### [Records for this task]
-=-=-
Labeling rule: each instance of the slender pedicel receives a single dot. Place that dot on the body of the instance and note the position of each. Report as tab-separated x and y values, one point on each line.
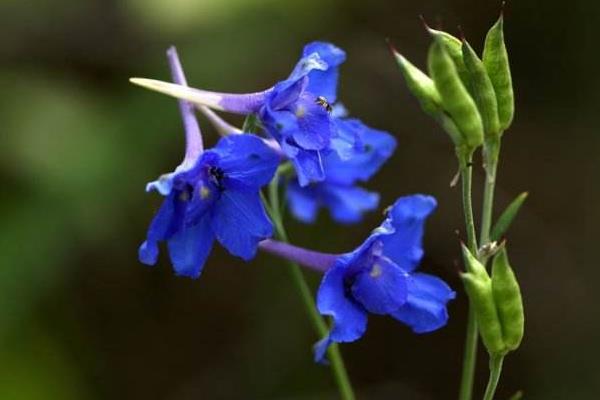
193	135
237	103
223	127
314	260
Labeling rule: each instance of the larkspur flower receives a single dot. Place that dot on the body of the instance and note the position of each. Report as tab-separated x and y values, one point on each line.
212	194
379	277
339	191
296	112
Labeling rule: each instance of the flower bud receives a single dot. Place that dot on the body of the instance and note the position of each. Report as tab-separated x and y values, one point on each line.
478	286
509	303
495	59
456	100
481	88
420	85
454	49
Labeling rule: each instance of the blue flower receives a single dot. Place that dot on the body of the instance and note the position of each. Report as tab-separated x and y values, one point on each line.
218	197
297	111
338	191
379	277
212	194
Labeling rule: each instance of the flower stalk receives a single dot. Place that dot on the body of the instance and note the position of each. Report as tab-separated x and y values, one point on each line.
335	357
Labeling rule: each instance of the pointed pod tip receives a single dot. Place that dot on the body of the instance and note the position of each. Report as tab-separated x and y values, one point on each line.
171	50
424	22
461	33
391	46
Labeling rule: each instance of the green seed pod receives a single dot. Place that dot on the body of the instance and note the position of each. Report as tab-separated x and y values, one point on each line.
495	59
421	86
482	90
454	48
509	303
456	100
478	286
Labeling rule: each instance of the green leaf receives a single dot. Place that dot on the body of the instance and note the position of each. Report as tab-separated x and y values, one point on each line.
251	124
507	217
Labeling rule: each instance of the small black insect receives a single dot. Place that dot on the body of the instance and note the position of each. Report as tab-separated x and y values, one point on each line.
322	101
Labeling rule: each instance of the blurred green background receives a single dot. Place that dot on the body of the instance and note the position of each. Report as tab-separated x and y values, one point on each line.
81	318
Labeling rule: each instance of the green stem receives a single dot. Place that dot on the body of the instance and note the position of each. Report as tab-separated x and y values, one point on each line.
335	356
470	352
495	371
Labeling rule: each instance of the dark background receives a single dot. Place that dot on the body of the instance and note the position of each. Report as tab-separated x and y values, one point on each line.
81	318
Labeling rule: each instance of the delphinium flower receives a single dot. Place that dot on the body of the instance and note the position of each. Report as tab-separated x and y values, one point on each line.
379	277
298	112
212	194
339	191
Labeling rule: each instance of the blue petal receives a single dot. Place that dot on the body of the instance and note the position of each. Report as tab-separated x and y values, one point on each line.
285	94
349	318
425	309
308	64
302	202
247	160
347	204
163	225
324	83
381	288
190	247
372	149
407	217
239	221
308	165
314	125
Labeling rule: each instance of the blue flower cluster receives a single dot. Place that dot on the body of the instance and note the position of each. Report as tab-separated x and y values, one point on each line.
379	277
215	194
-=-=-
### [Exercise brief]
Restate each record from above word for word, excluding any picture it holds.

### [Result for this exercise]
Labeling rule: each instance of the slender pedicel receives a single dot. Place that dot on the body of the instance and note the position of each. Report as tab-separated x and y values, one point on each line.
193	135
237	103
223	127
314	260
Labeling rule: each instance of the larkspur flower receives a single dot. Place that dot on the body of the instance and note the position of each. Report as tab-separated x and y values, one point on each line.
212	194
379	277
339	191
296	112
Labeling rule: each instance of the flower bud receives a single dot. Place that dot on the body of the instance and note the position of each. Report as tab-separated x and y values, one point on each line.
478	286
509	303
495	59
456	100
481	88
420	85
454	49
Labeling rule: each instance of the blue flower receives a single dot. Place that dot on the body of the instance and note the position of each. Report as tab-separated x and y values, one point on each line.
218	197
297	111
338	191
379	277
212	194
Labeling rule: each instance of the flower stalk receives a single dot. Place that dot on the body of the instance and note the position of each. Report as tab-separated x and y values, one point on each line.
335	357
Labeling rule: each instance of the pointed pod tip receives a single dot. Place that dot on the body of the instance and note the position of each. Report as tab-separated x and y values, one point on each line.
171	50
424	22
461	33
391	46
Labeling rule: each instance of the green seed pod receives a single dot. Place that dot on the body of the instance and note the position of each. Report as tab-separated x and y values, one point on each line.
495	59
421	86
482	90
454	48
509	303
456	100
478	286
Labeling rule: each instance of the green leaf receives a single dot. Place that dot on the body of the instance and note the position of each. Report as tab-separated x and y values, one point on each line.
251	124
507	217
Labeling rule: each instance of the small black insect receives a single dot. Place that dot on the body of the instance and note the position of each. Report as tab-separated x and y values, one point on each line.
322	101
Labeling rule: each instance of the blurred green background receives a single dot. Place that dot on the body of the instance and note the position of each. Report as tab-separated x and y values, one point on each line.
81	318
Labeling rule: each instance of the green stem receives a single dot. Place that dot on the body of the instance and note the position of each. Report as tab-separated x and y values, one point on each line.
335	356
470	352
495	371
Labeling rule: each instance of the dark background receives a single dot. Place that dot on the body of the instance and note the position of each. Report as tab-separated x and y values, one point on each line.
81	318
Labeling rule: each instance of the delphinium flower receives a single dot. Place that dot on the body of the instance and note the position of each. Report as tab-separated x and y values, one point on each line.
379	277
298	112
212	194
339	191
Labeling rule: each instance of the blue petal receives a single dot. Place that dot on the body of the instance and note the position of each. Report as tab-separated x and y values, one point on each line.
285	94
349	318
425	309
308	64
302	202
247	160
347	204
163	225
324	83
381	288
190	247
372	149
407	217
239	221
308	165
314	125
Labeling rule: each instance of the blue flower cluster receives a single dot. Place that dot on the body of the instance and note the position of each. Report as tab-separated x and y values, one point on each line.
379	277
215	194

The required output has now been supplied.